Exercise inputs
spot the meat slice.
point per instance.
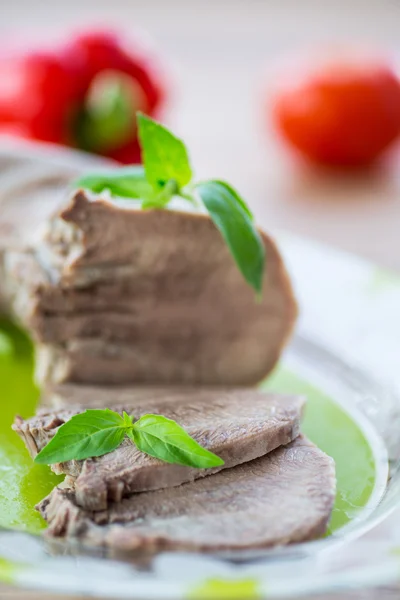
(238, 425)
(116, 295)
(284, 497)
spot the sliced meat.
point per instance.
(114, 295)
(238, 425)
(284, 497)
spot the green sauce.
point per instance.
(23, 484)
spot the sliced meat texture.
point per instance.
(238, 425)
(283, 497)
(117, 295)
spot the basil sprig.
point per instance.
(166, 173)
(97, 432)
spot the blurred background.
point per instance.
(220, 63)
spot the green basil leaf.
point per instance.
(92, 433)
(231, 216)
(164, 439)
(126, 182)
(165, 157)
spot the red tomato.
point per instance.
(341, 114)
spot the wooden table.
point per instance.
(225, 56)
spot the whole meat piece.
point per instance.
(237, 425)
(281, 498)
(115, 295)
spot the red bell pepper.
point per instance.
(83, 94)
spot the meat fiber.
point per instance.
(117, 295)
(284, 497)
(237, 425)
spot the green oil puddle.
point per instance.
(23, 484)
(335, 432)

Do this
Copy all of the records above word for word, including every line and coordinate, and leave out the picture.

Reply
spot the meat slice.
point per instance.
(238, 425)
(116, 295)
(284, 497)
spot the sliced meat.
point per instance.
(114, 295)
(238, 425)
(284, 497)
spot the green sauce.
point per instance.
(23, 484)
spot the sliced meat texture.
point per instance.
(238, 425)
(283, 497)
(117, 295)
spot the basil sprig.
point per instance.
(166, 173)
(97, 432)
spot the blurred background.
point per instance.
(220, 63)
spot the green basil leaf.
point per instance.
(92, 433)
(231, 216)
(164, 439)
(126, 182)
(165, 157)
spot the red tomato.
point per instance.
(341, 114)
spot the wooden table.
point per instance.
(225, 56)
spot the whole meat piece.
point per instance.
(237, 425)
(281, 498)
(115, 295)
spot the red bell pepper.
point per instance.
(83, 94)
spot the meat fiber.
point per instance.
(117, 295)
(284, 497)
(237, 425)
spot the green oil puddle.
point per instance.
(23, 484)
(335, 432)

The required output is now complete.